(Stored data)

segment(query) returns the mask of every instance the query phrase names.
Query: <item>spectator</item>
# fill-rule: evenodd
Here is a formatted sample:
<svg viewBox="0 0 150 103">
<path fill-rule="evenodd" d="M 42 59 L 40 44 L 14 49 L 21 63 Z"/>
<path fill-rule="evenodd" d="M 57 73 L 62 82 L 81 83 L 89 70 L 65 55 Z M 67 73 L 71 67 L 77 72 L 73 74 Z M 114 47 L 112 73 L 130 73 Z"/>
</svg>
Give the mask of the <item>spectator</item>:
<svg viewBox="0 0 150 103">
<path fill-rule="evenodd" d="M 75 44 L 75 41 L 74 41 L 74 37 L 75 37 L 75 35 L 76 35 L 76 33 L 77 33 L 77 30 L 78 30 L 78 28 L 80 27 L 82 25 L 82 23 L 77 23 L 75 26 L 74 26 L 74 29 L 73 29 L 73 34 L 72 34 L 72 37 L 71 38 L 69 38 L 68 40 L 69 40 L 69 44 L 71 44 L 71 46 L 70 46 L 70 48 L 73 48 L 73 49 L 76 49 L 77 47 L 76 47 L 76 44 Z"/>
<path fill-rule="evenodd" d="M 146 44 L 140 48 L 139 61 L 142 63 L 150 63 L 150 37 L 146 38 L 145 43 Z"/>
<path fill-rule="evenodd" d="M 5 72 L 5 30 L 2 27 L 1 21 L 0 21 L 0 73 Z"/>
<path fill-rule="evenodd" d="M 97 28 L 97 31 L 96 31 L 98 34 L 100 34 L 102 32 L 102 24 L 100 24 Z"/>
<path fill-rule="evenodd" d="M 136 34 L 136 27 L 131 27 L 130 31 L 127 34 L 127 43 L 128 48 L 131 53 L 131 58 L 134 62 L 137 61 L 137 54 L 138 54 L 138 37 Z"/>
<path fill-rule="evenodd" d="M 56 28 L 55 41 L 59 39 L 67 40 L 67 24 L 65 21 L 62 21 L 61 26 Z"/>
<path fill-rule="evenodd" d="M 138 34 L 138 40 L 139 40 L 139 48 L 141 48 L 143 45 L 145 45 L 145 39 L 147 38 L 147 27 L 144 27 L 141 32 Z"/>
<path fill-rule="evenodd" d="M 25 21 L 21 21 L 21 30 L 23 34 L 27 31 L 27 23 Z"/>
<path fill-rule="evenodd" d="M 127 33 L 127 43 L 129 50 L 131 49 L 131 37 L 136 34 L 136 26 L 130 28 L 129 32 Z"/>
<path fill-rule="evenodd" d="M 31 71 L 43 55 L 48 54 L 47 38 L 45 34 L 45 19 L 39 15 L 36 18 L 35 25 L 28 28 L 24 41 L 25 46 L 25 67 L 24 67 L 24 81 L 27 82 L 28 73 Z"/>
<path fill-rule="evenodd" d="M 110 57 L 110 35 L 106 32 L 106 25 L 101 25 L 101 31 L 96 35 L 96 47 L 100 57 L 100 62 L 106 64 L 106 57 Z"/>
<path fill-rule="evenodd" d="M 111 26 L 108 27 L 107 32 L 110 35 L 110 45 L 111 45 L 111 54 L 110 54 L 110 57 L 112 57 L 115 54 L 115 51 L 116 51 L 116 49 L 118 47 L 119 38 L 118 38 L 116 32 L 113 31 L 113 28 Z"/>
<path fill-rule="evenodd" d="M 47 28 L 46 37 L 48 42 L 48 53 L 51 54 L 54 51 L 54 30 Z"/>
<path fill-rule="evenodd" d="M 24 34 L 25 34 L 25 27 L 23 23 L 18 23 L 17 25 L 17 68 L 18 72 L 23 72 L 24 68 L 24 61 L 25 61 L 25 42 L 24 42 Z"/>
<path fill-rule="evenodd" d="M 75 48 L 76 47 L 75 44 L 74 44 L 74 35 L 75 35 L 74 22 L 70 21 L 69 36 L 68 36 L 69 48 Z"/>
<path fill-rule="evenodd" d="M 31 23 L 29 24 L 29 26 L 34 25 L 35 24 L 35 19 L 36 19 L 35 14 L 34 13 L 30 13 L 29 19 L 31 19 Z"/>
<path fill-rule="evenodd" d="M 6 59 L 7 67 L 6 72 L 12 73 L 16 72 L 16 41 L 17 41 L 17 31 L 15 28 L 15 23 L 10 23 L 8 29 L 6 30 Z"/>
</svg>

> **EXERCISE PROMPT**: Give back each line above precisely as it stands.

> **ANSWER SECTION**:
segment(query) returns the mask of every instance the query phrase names.
Query: <item>spectator</item>
# fill-rule: evenodd
Here is a formatted sample:
<svg viewBox="0 0 150 103">
<path fill-rule="evenodd" d="M 42 59 L 40 44 L 14 49 L 21 63 Z"/>
<path fill-rule="evenodd" d="M 57 73 L 62 82 L 81 83 L 89 70 L 65 55 Z M 67 73 L 71 67 L 77 72 L 73 74 Z M 114 47 L 112 73 L 130 73 Z"/>
</svg>
Give the mask of the <item>spectator</item>:
<svg viewBox="0 0 150 103">
<path fill-rule="evenodd" d="M 75 44 L 75 41 L 74 41 L 74 37 L 75 37 L 75 35 L 76 35 L 76 33 L 77 33 L 77 30 L 78 30 L 78 28 L 80 27 L 82 25 L 82 23 L 77 23 L 75 26 L 74 26 L 74 29 L 73 29 L 73 34 L 72 34 L 72 37 L 71 38 L 69 38 L 68 40 L 69 40 L 69 44 L 71 44 L 71 46 L 70 46 L 70 48 L 73 48 L 73 49 L 76 49 L 77 47 L 76 47 L 76 44 Z"/>
<path fill-rule="evenodd" d="M 146 44 L 140 48 L 139 61 L 142 63 L 150 63 L 150 37 L 146 38 L 145 43 Z"/>
<path fill-rule="evenodd" d="M 5 72 L 5 30 L 2 27 L 1 21 L 0 21 L 0 73 Z"/>
<path fill-rule="evenodd" d="M 97 28 L 97 31 L 96 31 L 98 34 L 100 34 L 102 32 L 102 24 L 100 24 Z"/>
<path fill-rule="evenodd" d="M 136 34 L 136 27 L 131 27 L 130 31 L 127 34 L 127 43 L 128 48 L 131 53 L 131 58 L 134 62 L 137 61 L 137 54 L 138 54 L 138 37 Z"/>
<path fill-rule="evenodd" d="M 56 28 L 55 41 L 59 39 L 67 40 L 67 24 L 65 21 L 62 21 L 61 26 Z"/>
<path fill-rule="evenodd" d="M 138 34 L 138 40 L 139 40 L 139 48 L 141 48 L 143 45 L 145 45 L 145 39 L 147 38 L 147 27 L 144 27 L 141 32 Z"/>
<path fill-rule="evenodd" d="M 25 21 L 21 21 L 21 30 L 23 34 L 27 31 L 27 23 Z"/>
<path fill-rule="evenodd" d="M 127 33 L 127 43 L 129 50 L 131 49 L 131 37 L 136 34 L 136 26 L 130 28 L 129 32 Z"/>
<path fill-rule="evenodd" d="M 31 71 L 43 55 L 48 54 L 47 38 L 45 34 L 45 19 L 39 15 L 36 18 L 35 25 L 28 28 L 24 41 L 25 46 L 25 67 L 24 67 L 24 81 L 27 82 L 28 73 Z"/>
<path fill-rule="evenodd" d="M 110 57 L 110 35 L 106 32 L 106 25 L 101 25 L 101 31 L 96 35 L 96 47 L 100 57 L 100 62 L 106 64 L 106 57 Z"/>
<path fill-rule="evenodd" d="M 111 26 L 108 27 L 107 32 L 110 35 L 110 45 L 111 45 L 111 54 L 110 54 L 110 57 L 112 57 L 115 54 L 115 51 L 116 51 L 116 49 L 118 47 L 119 38 L 118 38 L 116 32 L 113 31 L 113 28 Z"/>
<path fill-rule="evenodd" d="M 47 28 L 46 37 L 48 42 L 48 53 L 51 54 L 54 51 L 54 30 Z"/>
<path fill-rule="evenodd" d="M 24 34 L 25 34 L 25 27 L 23 23 L 18 23 L 17 25 L 17 68 L 18 72 L 23 72 L 24 68 L 24 61 L 25 61 L 25 42 L 24 42 Z"/>
<path fill-rule="evenodd" d="M 75 48 L 76 47 L 75 44 L 74 44 L 74 35 L 75 35 L 74 22 L 70 21 L 69 36 L 68 36 L 69 48 Z"/>
<path fill-rule="evenodd" d="M 31 23 L 29 24 L 29 26 L 34 25 L 35 24 L 35 19 L 36 19 L 35 14 L 34 13 L 30 13 L 29 19 L 31 19 Z"/>
<path fill-rule="evenodd" d="M 6 59 L 7 67 L 6 72 L 12 73 L 16 72 L 16 41 L 17 41 L 17 31 L 15 28 L 15 23 L 10 23 L 8 29 L 6 30 Z"/>
</svg>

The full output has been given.